Exercices:
(1) Mettez à jour le passage du texte sur le CICE qui commence par les mots contenant "Principales caractéristiques du" et se termine par "rémunérations aux dirigeants." : reproduisez-le en substituant "sociétés" à "entreprises".
(2) D'après le texte sur le CICE, combien d'emplois le patron du MEDEF avait-il promis en contrepartie de cette aide publique ?

Texte présenté:
Crédit d’impôt pour la compétitivité et l’emploi (CICE) 2015

Un bel exemple de détournement de fonds publics par le patronat (publié oct 2016, modifié janv.2017)

Principales caractéristiques du dispositif

Derrière des objectifs  « ambitieux »

Ce crédit accordé aux entreprises devait encourager la création d’emplois, améliorer la compétitivité  et soutenir l’investissement et l’exportation. Il ne devait pas servir à augmenter les dividendes des actionnaires, ni à verser des suppléments de rémunérations aux dirigeants.
Et P Gattaz, le patron du MEDEF, arborant fièrement un pin’s, avait promis un million d’emplois en contrepartie de cette aide publique. (voir extrait Emission Spécial Investigation et notre vidéo sur la chaine mémé l’indignée)

Des critères d’attribution non sélectifs

Cet allègement de charges, mis en œuvre à partir de 2013, s’adressait aux entreprises dont les salariés (en totalité ou en partie) étaient rémunérés en dessous de 2,5 fois le SMIC.

[Annotations de position d'objets]
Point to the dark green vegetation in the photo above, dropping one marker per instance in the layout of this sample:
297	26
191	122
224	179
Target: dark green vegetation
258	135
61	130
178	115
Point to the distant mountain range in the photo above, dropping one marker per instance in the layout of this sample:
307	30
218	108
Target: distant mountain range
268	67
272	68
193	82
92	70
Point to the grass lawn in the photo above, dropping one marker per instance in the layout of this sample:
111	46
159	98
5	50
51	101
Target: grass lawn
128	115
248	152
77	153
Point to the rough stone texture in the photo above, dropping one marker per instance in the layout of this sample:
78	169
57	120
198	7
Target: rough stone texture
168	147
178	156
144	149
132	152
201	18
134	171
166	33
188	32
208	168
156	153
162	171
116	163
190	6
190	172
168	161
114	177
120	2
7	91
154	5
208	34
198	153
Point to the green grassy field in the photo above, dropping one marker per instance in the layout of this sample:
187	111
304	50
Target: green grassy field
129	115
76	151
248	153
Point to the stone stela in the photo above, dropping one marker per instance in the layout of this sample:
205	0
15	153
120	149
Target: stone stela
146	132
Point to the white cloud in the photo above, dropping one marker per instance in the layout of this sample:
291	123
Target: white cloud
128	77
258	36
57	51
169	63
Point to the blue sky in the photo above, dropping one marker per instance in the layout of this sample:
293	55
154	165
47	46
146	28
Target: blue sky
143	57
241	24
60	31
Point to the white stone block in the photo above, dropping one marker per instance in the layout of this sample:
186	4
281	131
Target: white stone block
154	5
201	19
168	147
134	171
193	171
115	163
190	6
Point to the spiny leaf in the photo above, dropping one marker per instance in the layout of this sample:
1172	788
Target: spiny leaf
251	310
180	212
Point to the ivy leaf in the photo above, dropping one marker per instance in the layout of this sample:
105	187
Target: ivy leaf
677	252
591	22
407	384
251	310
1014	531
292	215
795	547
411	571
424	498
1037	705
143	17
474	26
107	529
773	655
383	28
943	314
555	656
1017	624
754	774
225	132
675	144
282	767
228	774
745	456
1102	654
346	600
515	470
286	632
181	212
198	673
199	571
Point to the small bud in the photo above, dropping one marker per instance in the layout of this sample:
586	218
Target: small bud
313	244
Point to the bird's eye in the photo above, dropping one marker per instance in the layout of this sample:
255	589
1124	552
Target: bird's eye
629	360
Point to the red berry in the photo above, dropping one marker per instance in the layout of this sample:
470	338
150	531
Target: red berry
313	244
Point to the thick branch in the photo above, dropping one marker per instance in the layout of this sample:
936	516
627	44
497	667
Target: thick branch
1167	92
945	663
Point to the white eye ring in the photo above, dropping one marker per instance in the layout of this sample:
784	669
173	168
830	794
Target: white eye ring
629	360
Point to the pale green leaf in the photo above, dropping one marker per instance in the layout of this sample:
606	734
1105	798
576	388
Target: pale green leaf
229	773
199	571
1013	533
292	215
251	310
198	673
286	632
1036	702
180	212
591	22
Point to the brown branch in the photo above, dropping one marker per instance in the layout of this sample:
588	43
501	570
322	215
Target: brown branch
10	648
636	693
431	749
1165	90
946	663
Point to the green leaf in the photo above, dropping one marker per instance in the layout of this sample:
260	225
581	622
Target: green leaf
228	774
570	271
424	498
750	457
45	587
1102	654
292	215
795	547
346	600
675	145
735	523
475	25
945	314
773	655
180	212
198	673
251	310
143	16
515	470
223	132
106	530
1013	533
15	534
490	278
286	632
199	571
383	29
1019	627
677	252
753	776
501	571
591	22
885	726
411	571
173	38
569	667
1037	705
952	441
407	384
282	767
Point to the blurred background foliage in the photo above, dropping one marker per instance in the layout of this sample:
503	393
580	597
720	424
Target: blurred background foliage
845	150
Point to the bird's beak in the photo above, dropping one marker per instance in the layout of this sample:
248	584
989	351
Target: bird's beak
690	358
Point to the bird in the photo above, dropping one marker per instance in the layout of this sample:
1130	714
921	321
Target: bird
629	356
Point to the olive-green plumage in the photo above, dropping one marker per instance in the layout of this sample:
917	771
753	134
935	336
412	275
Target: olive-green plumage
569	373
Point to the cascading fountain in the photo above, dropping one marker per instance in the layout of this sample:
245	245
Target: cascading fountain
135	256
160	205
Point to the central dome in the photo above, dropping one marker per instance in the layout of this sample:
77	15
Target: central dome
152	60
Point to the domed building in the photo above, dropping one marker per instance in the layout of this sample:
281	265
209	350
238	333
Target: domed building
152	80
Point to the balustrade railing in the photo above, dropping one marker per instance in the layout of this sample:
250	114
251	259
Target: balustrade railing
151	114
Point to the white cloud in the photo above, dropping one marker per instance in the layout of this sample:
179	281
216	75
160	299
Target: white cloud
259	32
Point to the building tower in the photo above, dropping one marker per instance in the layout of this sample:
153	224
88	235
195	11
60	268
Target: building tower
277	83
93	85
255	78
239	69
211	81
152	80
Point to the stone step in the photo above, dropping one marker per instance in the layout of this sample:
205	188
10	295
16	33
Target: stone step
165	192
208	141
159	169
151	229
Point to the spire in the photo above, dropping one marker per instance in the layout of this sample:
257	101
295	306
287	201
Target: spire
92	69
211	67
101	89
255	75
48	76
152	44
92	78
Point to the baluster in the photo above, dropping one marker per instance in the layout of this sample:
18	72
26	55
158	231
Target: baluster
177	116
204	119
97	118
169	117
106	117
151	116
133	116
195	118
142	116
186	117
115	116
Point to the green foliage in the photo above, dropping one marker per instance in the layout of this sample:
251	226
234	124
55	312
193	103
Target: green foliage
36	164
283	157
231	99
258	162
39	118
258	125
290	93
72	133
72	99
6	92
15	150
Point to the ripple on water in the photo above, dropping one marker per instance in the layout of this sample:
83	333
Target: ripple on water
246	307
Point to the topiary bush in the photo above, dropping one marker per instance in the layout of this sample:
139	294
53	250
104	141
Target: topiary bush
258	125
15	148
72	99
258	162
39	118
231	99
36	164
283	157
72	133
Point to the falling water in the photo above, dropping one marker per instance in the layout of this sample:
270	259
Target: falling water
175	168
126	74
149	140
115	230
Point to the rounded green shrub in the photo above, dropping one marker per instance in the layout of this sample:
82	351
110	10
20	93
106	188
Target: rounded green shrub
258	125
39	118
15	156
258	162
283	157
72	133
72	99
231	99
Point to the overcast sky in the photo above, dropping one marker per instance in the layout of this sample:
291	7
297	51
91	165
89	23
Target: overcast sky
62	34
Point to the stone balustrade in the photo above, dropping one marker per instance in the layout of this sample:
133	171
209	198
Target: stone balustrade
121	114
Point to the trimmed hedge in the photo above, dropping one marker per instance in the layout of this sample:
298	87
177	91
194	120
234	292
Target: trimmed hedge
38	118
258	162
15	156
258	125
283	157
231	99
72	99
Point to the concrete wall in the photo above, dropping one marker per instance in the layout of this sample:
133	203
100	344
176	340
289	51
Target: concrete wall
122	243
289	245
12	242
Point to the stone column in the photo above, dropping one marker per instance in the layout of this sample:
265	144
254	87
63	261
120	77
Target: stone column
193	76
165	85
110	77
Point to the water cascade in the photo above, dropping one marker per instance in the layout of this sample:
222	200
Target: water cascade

Corrigés:
(1)
Principales caractéristiques du dispositif

Derrière des objectifs  « ambitieux »

Ce crédit accordé aux sociétés devait encourager la création d’emplois, améliorer la compétitivité  et soutenir l’investissement et l’exportation. Il ne devait pas servir à augmenter les dividendes des actionnaires, ni à verser des suppléments de rémunérations aux dirigeants.

(2) Un million d'emplois.